(Records provided begins)
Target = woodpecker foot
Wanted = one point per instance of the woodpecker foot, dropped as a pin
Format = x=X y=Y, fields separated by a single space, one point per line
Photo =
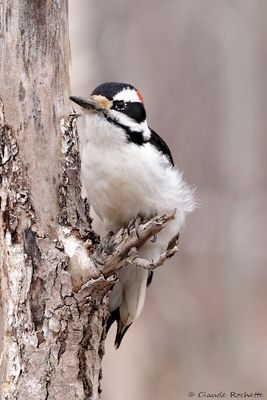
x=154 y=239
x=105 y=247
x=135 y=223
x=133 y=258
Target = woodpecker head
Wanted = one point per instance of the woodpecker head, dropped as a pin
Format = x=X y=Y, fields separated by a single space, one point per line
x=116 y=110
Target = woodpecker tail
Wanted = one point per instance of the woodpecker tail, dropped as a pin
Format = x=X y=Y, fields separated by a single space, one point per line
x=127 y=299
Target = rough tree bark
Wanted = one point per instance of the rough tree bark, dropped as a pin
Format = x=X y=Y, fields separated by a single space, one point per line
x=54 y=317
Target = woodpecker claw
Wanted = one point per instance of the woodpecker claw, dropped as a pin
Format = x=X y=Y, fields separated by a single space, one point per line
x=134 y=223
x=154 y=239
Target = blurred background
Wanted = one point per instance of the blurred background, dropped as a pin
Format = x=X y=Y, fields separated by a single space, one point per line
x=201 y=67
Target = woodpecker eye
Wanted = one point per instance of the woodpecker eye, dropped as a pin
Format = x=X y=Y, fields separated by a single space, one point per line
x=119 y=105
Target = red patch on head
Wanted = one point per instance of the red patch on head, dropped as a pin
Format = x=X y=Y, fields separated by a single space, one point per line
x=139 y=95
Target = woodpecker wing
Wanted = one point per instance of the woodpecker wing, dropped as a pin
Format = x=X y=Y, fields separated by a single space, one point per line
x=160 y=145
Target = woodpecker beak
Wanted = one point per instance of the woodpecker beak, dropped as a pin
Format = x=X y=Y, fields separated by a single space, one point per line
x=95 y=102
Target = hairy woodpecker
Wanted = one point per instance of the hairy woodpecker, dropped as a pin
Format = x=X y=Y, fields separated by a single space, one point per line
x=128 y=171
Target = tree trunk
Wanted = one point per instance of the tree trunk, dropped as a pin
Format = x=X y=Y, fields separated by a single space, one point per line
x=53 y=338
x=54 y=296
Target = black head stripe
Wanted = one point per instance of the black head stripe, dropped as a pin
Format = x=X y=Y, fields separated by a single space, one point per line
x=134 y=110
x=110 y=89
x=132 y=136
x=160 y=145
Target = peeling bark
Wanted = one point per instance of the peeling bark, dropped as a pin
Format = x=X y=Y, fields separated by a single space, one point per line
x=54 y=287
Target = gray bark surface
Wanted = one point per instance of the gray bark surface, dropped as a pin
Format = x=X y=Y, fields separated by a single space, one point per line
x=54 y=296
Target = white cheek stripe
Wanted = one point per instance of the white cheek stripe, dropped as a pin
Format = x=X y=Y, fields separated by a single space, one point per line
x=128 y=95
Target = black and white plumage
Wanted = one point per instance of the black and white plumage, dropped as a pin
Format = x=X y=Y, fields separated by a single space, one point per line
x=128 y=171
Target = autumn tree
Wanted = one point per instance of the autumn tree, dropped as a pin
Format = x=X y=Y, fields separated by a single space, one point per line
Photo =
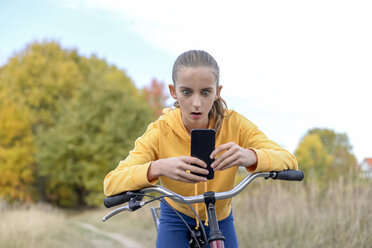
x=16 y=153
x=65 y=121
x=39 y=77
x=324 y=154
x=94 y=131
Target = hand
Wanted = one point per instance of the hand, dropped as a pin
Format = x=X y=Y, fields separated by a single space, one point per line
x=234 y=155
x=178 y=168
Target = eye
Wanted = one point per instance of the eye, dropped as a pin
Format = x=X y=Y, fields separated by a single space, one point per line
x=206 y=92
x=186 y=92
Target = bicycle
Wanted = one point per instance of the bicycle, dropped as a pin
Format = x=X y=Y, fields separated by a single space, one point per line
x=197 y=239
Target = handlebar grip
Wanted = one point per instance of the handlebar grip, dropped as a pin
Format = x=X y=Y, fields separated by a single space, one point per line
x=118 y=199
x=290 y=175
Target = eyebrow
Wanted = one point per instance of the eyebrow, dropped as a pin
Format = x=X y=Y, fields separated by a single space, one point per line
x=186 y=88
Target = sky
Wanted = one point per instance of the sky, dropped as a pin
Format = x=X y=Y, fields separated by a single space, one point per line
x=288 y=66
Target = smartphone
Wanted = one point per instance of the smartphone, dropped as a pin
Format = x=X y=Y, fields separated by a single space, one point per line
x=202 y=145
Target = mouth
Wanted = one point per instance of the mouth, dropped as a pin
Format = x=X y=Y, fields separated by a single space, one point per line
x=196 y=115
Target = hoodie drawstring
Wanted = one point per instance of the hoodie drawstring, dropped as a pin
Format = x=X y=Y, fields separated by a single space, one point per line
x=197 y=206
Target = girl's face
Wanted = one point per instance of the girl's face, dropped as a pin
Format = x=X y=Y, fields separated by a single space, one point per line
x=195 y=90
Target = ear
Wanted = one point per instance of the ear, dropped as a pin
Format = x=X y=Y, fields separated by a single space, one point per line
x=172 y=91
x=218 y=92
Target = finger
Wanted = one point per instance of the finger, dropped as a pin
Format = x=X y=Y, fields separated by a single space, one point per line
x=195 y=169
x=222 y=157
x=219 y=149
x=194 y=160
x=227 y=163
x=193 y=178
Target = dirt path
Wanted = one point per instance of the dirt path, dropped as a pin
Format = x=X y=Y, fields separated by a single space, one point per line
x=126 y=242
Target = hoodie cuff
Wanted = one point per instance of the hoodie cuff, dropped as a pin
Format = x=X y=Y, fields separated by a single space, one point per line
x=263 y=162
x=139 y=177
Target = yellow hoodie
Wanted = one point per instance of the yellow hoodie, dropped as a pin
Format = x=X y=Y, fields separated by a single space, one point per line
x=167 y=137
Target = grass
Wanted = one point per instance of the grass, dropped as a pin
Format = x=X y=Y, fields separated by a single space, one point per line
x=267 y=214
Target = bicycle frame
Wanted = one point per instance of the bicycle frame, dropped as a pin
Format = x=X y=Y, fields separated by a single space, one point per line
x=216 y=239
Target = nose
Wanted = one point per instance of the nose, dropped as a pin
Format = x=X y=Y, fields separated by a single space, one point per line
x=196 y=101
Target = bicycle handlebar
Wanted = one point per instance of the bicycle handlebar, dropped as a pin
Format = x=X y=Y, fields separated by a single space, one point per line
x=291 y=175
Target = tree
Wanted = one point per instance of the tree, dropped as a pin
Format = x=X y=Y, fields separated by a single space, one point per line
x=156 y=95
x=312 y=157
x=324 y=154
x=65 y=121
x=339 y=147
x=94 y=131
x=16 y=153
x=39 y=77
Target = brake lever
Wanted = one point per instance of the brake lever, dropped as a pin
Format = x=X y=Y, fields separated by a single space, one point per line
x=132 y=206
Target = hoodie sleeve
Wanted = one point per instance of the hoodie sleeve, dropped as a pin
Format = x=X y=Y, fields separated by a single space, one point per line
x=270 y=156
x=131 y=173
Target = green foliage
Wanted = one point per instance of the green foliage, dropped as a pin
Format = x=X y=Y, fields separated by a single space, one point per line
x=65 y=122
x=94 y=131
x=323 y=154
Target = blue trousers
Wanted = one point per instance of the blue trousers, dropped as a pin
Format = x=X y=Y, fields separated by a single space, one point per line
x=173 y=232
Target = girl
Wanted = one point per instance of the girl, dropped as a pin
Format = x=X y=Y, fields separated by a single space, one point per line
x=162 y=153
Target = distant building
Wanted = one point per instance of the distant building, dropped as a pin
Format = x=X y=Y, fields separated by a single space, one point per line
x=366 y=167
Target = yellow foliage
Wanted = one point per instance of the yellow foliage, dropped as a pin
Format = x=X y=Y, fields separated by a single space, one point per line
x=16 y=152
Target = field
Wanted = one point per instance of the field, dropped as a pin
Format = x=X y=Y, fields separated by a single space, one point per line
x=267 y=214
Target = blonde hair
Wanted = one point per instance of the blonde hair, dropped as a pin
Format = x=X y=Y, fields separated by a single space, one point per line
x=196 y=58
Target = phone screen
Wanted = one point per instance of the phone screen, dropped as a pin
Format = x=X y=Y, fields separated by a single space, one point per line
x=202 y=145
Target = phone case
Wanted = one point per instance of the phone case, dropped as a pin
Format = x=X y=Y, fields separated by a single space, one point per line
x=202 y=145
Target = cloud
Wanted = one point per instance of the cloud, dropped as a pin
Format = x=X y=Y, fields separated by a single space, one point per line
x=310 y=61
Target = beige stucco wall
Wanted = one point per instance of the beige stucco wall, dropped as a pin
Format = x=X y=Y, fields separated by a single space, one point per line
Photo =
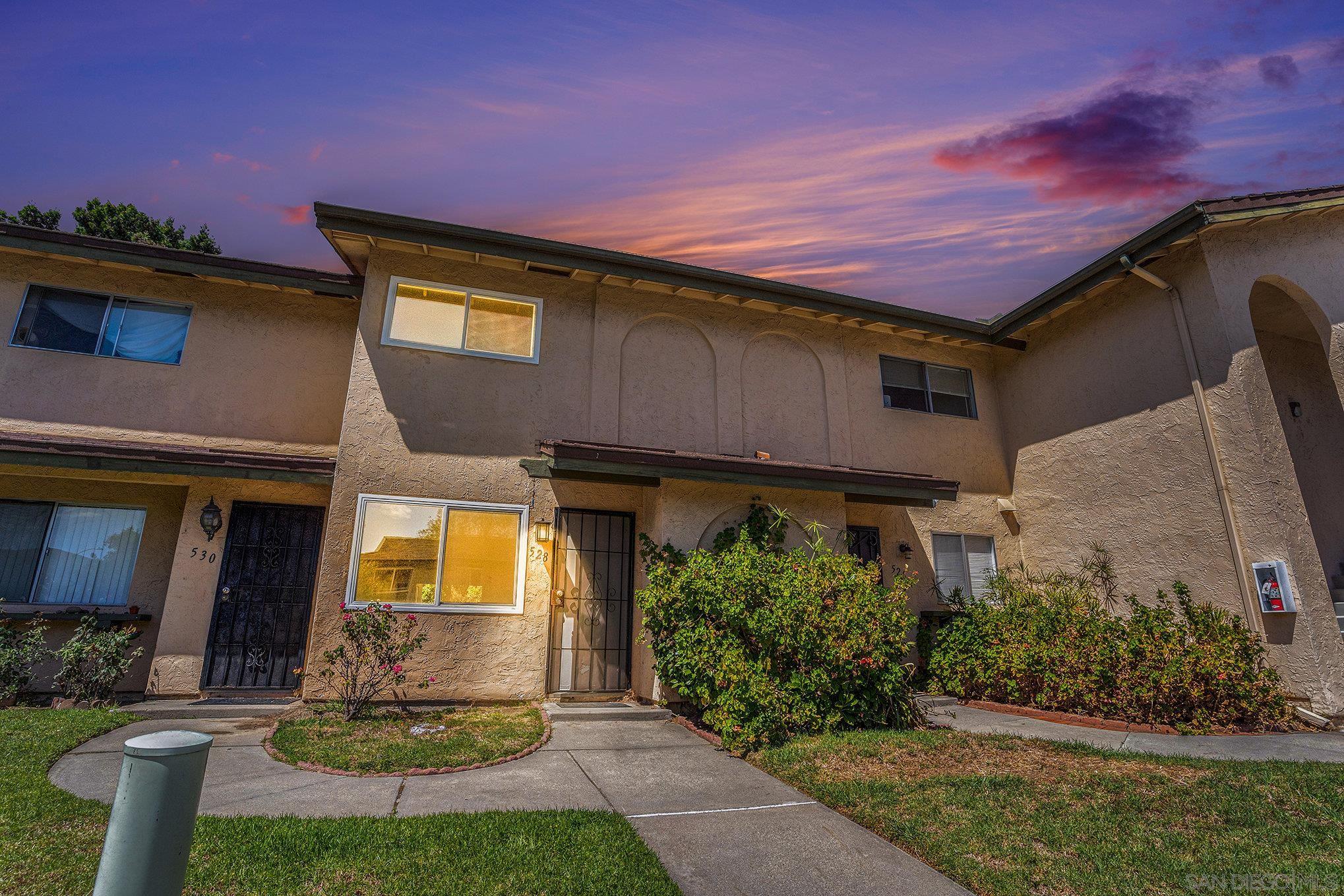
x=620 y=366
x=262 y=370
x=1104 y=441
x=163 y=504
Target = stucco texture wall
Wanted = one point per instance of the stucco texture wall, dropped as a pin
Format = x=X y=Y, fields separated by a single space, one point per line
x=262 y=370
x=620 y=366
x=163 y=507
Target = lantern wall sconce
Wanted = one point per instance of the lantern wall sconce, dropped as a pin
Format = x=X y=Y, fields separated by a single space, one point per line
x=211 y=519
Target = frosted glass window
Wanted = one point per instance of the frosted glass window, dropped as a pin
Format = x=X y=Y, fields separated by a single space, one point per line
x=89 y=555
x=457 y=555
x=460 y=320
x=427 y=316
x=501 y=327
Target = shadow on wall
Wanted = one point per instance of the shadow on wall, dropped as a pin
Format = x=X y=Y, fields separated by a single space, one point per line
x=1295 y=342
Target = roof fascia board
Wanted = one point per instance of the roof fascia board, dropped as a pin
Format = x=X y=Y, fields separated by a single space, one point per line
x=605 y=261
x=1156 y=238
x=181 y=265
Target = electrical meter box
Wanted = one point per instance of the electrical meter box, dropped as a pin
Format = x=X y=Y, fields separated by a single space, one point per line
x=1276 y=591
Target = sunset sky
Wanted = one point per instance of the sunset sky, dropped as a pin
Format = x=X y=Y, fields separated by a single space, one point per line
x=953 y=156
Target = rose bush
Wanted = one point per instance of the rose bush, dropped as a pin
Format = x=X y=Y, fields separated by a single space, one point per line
(Records provided ends)
- Problem description
What you give back should be exactly the lines of the data above from the line with "Target = hoodie drawstring" through the line with "Target = finger", both of those included, and nothing more.

- Result below
Target = hoodie drawstring
Wanted = one point per instance of the hoodie drawstring, dropped as a pin
Format = x=X y=Y, fields separated by a single space, one point per line
x=197 y=206
Target = girl's face
Wanted = one point per instance of the girl's face, dropped as a pin
Format = x=X y=Y, fields separated by a single space, one point per line
x=195 y=90
Target = ear
Wanted = one point per instance of the ear, dropped as a pin
Format = x=X y=Y, fields separated by a single space, one point per line
x=172 y=91
x=218 y=92
Target = finger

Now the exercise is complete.